**Exercise prompt:**
Copy every line of the entries below exactly as it appears.

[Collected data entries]
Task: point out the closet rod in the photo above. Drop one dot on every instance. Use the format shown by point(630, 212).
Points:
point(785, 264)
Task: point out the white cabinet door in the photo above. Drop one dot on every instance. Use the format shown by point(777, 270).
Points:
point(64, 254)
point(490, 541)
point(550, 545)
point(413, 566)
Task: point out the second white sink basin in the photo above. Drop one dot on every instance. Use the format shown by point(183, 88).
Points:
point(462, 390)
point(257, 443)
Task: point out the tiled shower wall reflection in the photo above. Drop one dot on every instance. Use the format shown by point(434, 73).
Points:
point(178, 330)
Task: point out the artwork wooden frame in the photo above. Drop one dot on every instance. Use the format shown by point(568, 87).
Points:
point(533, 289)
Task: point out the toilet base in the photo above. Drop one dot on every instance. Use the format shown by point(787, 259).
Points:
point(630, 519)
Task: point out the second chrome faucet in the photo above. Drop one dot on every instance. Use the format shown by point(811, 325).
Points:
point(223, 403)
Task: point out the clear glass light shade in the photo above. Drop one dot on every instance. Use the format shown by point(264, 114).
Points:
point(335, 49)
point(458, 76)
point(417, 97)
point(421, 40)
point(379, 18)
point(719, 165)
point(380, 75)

**Expected answer:**
Task: point out the closet rod in the photo above. Drop one dot on every instance. Use the format shown by point(630, 212).
Points:
point(785, 264)
Task: point out the white cabinet door in the photo above. Drop one dot on every instance. Use the format shown by point(777, 270).
Points:
point(64, 254)
point(490, 541)
point(550, 545)
point(413, 566)
Task: point out the second white sink basin in the photo above. Drop one dot on every instance. Use the format shown by point(183, 88).
Points:
point(462, 390)
point(257, 443)
Task: point out the tiled shower wall reflection in the photo above. Drop one dot on every instance. Use the format shown by point(434, 73).
Points:
point(178, 330)
Task: point out the artwork wooden frame in the photo above. Drop one dot on every instance. Use the format shown by point(568, 87).
Points:
point(533, 289)
Task: point out the toilet base in the photo above. Drop one dot on every instance. Use the format shown by point(787, 259).
Points:
point(630, 519)
Task: point out the second chrome faucet in the photo above. Drop one dot on every instance. Use the format shown by point(811, 325).
Points:
point(223, 403)
Task: point out the clear glass light shade in the photo above. Drop one dot on every instance. Use the format shown by point(264, 114).
Points:
point(335, 49)
point(458, 76)
point(417, 97)
point(421, 40)
point(379, 18)
point(719, 165)
point(380, 75)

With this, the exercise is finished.